* Problem description: Put the items below into a numbered list, leaving out any blank lines.

=== Data supplied ===

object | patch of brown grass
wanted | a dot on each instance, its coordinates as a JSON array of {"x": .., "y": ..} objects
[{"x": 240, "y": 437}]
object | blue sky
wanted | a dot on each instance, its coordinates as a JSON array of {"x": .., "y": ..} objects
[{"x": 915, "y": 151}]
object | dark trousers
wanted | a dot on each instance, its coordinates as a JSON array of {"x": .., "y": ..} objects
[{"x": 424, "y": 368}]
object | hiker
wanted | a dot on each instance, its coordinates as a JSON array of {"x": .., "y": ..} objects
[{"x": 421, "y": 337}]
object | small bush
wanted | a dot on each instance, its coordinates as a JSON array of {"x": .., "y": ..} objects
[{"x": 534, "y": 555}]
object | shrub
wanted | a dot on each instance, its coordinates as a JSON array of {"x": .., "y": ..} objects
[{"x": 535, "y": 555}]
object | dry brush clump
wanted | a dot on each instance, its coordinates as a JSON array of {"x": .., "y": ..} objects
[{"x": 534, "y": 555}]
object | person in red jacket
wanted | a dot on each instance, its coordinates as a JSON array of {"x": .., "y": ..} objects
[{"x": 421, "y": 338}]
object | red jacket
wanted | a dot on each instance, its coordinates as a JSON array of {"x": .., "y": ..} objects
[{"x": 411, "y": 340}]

===

* Written response:
1. object | patch of brown grass
2. wanted | a dot on each instance, its coordinates as a JSON array of {"x": .., "y": ..} objects
3. [{"x": 240, "y": 437}]
4. object | blue sky
5. wanted | a dot on each instance, its coordinates as a JSON array of {"x": .., "y": ..} objects
6. [{"x": 915, "y": 151}]
7. object | dark trousers
8. wanted | a dot on each instance, its coordinates as a JSON array of {"x": .., "y": ..} objects
9. [{"x": 424, "y": 368}]
10. object | hiker
11. wanted | a dot on each instance, its coordinates as a JSON array of {"x": .., "y": ..} objects
12. [{"x": 421, "y": 337}]
13. object | small bush
14. wanted | a dot on each instance, its coordinates as a JSON array of {"x": .., "y": ..} objects
15. [{"x": 534, "y": 555}]
16. object | shrub
17. wanted | a dot on each instance, its coordinates as a JSON array of {"x": .., "y": ..} objects
18. [{"x": 535, "y": 555}]
19. object | dry brush clump
20. wanted | a dot on each instance, its coordinates as a JSON array of {"x": .., "y": ..} objects
21. [{"x": 534, "y": 555}]
22. object | person in red jacket
23. wanted | a dot on each instance, its coordinates as a JSON array of {"x": .., "y": ..} objects
24. [{"x": 421, "y": 338}]
25. object | red jacket
26. wanted | a dot on each instance, its coordinates as a JSON array of {"x": .., "y": ..} objects
27. [{"x": 411, "y": 340}]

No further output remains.